INPUT RECORDS:
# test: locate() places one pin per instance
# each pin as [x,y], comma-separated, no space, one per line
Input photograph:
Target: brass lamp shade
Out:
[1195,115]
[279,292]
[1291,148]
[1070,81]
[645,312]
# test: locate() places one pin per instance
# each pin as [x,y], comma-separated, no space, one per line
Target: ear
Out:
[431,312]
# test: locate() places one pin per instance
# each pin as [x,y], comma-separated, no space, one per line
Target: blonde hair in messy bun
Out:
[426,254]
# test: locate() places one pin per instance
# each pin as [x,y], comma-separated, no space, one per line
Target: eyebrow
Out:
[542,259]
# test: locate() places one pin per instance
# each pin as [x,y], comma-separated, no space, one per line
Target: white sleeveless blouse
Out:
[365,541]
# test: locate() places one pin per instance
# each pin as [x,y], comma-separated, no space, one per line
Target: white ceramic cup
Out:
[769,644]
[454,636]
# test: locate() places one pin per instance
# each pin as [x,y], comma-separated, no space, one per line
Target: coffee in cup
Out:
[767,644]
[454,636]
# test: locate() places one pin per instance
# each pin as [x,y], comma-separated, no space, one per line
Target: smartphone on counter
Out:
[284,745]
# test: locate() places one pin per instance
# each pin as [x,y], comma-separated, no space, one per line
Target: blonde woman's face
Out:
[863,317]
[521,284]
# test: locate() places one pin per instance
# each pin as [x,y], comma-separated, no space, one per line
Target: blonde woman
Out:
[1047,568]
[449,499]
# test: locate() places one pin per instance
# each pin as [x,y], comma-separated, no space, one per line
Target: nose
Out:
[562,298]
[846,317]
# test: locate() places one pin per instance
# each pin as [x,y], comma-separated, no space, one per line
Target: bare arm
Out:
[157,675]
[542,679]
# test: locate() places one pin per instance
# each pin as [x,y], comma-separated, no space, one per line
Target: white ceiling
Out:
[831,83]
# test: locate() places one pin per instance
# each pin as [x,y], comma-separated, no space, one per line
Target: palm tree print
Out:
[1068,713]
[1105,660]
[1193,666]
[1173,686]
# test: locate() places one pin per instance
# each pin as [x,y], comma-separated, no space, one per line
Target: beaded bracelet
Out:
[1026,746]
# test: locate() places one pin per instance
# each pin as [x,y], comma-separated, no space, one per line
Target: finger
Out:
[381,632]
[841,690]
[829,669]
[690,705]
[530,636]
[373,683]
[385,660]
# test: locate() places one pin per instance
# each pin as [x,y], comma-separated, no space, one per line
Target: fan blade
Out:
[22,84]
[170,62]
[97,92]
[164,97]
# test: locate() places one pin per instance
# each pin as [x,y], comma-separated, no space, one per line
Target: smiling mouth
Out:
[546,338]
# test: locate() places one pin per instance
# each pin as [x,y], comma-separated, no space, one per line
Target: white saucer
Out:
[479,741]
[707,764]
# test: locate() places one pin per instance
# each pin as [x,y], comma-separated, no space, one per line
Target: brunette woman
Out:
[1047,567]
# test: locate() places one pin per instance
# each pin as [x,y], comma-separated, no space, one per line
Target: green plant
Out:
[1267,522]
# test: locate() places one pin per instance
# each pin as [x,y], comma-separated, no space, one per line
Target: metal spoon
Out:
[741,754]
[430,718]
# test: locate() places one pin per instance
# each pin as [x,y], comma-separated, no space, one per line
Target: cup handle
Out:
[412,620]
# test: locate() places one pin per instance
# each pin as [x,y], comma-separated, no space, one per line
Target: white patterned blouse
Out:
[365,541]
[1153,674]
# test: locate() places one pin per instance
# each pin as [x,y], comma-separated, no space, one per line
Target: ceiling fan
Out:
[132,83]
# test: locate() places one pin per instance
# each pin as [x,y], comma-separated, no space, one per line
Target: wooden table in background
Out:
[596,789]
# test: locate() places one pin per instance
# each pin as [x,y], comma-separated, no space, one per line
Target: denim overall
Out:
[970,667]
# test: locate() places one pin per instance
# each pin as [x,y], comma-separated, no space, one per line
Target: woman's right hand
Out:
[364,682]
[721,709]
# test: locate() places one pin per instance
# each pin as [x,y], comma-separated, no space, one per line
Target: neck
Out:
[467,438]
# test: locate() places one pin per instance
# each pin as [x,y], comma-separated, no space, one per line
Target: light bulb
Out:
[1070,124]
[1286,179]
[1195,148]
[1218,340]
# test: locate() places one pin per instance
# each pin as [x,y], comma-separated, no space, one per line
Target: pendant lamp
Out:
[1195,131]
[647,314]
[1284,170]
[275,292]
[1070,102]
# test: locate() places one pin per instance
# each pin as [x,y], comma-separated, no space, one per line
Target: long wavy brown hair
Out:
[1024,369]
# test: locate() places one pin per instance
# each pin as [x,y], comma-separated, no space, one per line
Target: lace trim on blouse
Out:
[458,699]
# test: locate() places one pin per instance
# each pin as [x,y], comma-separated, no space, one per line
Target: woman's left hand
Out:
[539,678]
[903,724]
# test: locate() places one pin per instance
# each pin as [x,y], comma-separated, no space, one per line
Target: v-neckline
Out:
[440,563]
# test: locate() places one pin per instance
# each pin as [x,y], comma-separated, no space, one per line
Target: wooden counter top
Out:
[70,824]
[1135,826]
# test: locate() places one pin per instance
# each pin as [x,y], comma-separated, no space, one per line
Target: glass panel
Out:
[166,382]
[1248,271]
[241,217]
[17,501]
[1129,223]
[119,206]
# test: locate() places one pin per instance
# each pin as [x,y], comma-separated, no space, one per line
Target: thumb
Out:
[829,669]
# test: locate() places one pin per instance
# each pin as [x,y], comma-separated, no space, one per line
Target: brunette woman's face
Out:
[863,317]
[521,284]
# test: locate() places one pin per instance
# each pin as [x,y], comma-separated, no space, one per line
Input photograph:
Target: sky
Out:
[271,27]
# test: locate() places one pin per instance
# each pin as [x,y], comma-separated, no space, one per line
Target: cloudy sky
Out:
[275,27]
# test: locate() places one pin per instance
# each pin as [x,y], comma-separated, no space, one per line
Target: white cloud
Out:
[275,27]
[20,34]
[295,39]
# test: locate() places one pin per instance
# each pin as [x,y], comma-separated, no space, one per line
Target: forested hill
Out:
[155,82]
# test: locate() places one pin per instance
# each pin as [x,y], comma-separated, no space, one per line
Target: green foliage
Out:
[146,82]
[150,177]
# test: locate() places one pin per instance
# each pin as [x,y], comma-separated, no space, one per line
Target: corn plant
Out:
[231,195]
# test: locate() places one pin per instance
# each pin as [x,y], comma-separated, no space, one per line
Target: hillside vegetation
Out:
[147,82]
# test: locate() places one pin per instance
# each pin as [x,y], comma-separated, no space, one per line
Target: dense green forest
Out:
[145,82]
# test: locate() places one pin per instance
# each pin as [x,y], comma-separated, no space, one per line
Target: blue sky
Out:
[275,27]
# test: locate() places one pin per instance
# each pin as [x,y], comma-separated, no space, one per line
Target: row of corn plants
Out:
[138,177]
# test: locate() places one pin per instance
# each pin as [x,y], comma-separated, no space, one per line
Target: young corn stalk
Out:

TASK REQUIREMENTS:
Each entry above needs to be retyped exactly.

WRITTEN REPLY:
# test: locate() places one pin per instance
# each pin as [x,y], comma-separated, no space, one per line
Input photograph:
Target: brass lamp shade
Out:
[1195,115]
[279,292]
[1291,148]
[1070,81]
[645,312]
# test: locate() places one pin per instance
# each pin as [x,y], comma-separated, no space, one per line
Target: ear
Out:
[431,312]
# test: locate() places one pin per instance
# each pin as [x,y], comma-separated, no space, one per line
Target: blonde hair in messy bun
Out:
[426,254]
# test: locate() places one pin per instance
# each pin as [x,y], comma-separated, no space, one per line
Target: eyebrow
Out:
[542,259]
# test: locate() places one pin per instance
# each pin as [x,y], comma-separated, no space, one per line
Target: white sleeveless blouse
Out:
[365,541]
# test: locate() places one pin per instance
# each pin as [x,y], comma-separated, no space, one per line
Target: white ceramic cup
Out:
[769,644]
[454,636]
# test: locate() places one pin per instance
# each pin as [x,y], comma-separated, no space, one per line
Target: coffee in cup
Out:
[767,644]
[454,636]
# test: locate() places one pin per instance
# each pin as [x,y], comma-separated, no space, one per line
Target: smartphone on counter
Out:
[284,745]
# test: locate() places one pin per instance
# each pin as [x,y], comma-separated, no space, one per line
Target: blonde woman's face
Out:
[863,317]
[521,284]
# test: locate() places one pin per instance
# each pin as [x,y], comma-separated, no space, one per line
Target: blonde woman
Out:
[1047,568]
[449,499]
# test: locate() places one pin per instance
# each pin as [x,y], comma-separated, no space, one per line
Target: nose
Out:
[562,298]
[846,317]
# test: locate() places one pin per instance
# each pin as [x,y], comma-separated, no space, one per line
Target: bare arm
Out:
[157,675]
[542,679]
# test: locate() places one pin per instance
# each pin as [x,y], comma-separated, no space, one per line
Target: white ceiling
Out:
[831,83]
# test: locate() places one pin per instance
# each pin as [x,y], comma-separated, no space, one per line
Target: palm tree print
Out:
[1068,713]
[1105,660]
[1193,666]
[1173,686]
# test: locate() places one pin per instance
# each pin as [x,y], comma-separated, no space, one per line
Target: beaded bracelet
Out:
[1026,746]
# test: locate() places one pin per instance
# each pin as [x,y], comma-separated, no space, one per line
Target: finger
Out:
[381,632]
[841,690]
[829,669]
[690,705]
[530,636]
[373,683]
[385,660]
# test: locate() places one pin per instance
# each pin as [x,y], comma-separated, no space, one per line
Target: fan blade
Out:
[22,84]
[170,62]
[97,92]
[164,97]
# test: locate() places one pin per instance
# each pin as [x,y], comma-separated, no space, one per line
Target: smiling mouth
Out:
[546,338]
# test: locate() places one pin per instance
# each pin as [x,y], comma-separated, no space, one per line
Target: white saucer
Out:
[479,741]
[707,764]
# test: locate() places one pin per instance
# each pin as [x,y], comma-separated, no space, one per line
Target: brunette woman
Out:
[1047,567]
# test: locate() places one pin per instance
# each pin as [x,y], comma-separated, no space, one per line
Target: green plant
Out:
[1267,522]
# test: locate() places one pin per instance
# each pin as [x,y], comma-separated, no space, one per line
Target: metal spoon
Out:
[741,754]
[430,718]
# test: locate() places one pin per instance
# each pin as [x,y], comma-separated, no space, one per line
Target: cup handle
Out:
[412,620]
# test: locate() places one pin per instance
# each pin as [x,y], comma-separated, no space, one per line
Target: white patterned blouse
Out:
[365,541]
[1153,674]
# test: locate() places one pin per instance
# each pin as [x,y], comma-separated, no space, one per line
Target: ceiling fan
Out:
[132,83]
# test: locate() places one pin per instance
# each pin as [x,y], comma-separated, no space, one per line
Target: wooden table in background
Out:
[596,789]
# test: locate() places one pin per instance
# each pin as [x,y], comma-separated, no space, one per line
Target: denim overall
Out:
[970,667]
# test: locate() places one pin per instance
# each pin as [x,y], comma-separated, no space, one per line
Target: woman's right hand
Out:
[364,682]
[721,709]
# test: locate() places one pin per instance
# each pin as [x,y], comma-separated, no space, one per line
Target: neck
Out:
[467,438]
# test: locate() places one pin per instance
# each pin as [x,y], comma-separated, no space, one per line
Target: light bulb
Out:
[1070,124]
[1286,179]
[1195,148]
[1218,340]
# test: locate() places one pin per instance
# each pin as [x,y], comma-separated, no space, one per line
Target: pendant lamp
Out:
[1195,131]
[647,314]
[1284,170]
[275,292]
[1070,102]
# test: locate() places one pin per instance
# each pin as [x,y], comma-separated, no space, one per line
Target: long wavy brown hair
Out:
[1024,369]
# test: locate() places one pin per instance
# each pin as [x,y], comma-separated, no space, one per line
Target: lace trim on blouse
Out:
[458,699]
# test: locate() places one pin per instance
# each pin as [x,y], comma-separated, no space, one per line
Target: woman's left hand
Out:
[539,678]
[903,724]
# test: locate() places one pin per instance
# each pin as [x,y], comma-separated, no space, one per line
Target: v-neckline
Out:
[440,563]
# test: locate() places one pin per instance
# each pin as [x,y], comma-separated, no space, one per line
Target: wooden counter top
Out:
[70,824]
[1135,826]
# test: locate() places one pin per instance
# each pin as [x,y], comma-separated, no space, one per line
Target: glass panel
Out:
[166,382]
[1248,271]
[241,217]
[17,501]
[1129,223]
[119,206]
# test: locate() places one pin per instance
# each pin as [x,y], comma-separated, no space, one per line
Target: thumb
Out:
[829,669]
# test: locate() places one pin per instance
# each pin as [x,y], comma-separated, no space, one per line
Target: brunette woman's face
Out:
[863,317]
[521,284]
# test: locate() places one pin per instance
# each pin as [x,y], comma-separated, no space, one per line
Input photograph:
Target: sky
Out:
[271,27]
# test: locate() places one pin per instance
# each pin as [x,y], comma-separated, no space, one per line
Target: cloudy sky
Out:
[275,27]
# test: locate() places one pin per instance
# each pin as [x,y], comma-separated, no space, one per line
Target: white cloud
Out:
[275,27]
[20,34]
[295,39]
# test: locate() places one pin per instance
# each pin as [x,y], comma-separated, no space, one per line
Target: forested hill
Out:
[155,82]
# test: locate() places one pin per instance
# each pin as [x,y], comma-separated, no space, one per line
Target: green foliage
Out:
[146,82]
[150,177]
# test: locate() places one pin per instance
# each pin as [x,y], comma-separated, no space, one per line
Target: corn plant
Out:
[231,195]
# test: locate() places one pin per instance
# each pin as [x,y], comma-separated, no space, one per line
Target: hillside vegetation
Out:
[147,82]
# test: locate() places one pin per instance
# each pin as [x,y], comma-separated, no space, one per line
Target: dense green forest
Out:
[145,82]
# test: locate() places one pin per instance
# each pin as [x,y], comma-separated, no space, one per line
Target: blue sky
Out:
[275,27]
# test: locate() places one pin per instance
# each pin as [x,y], comma-separated, no space, one per line
Target: row of corn plants
Out:
[138,177]
# test: locate() places one pin per instance
# each pin as [x,y], comma-separated, no space, one per line
Target: young corn stalk
Out:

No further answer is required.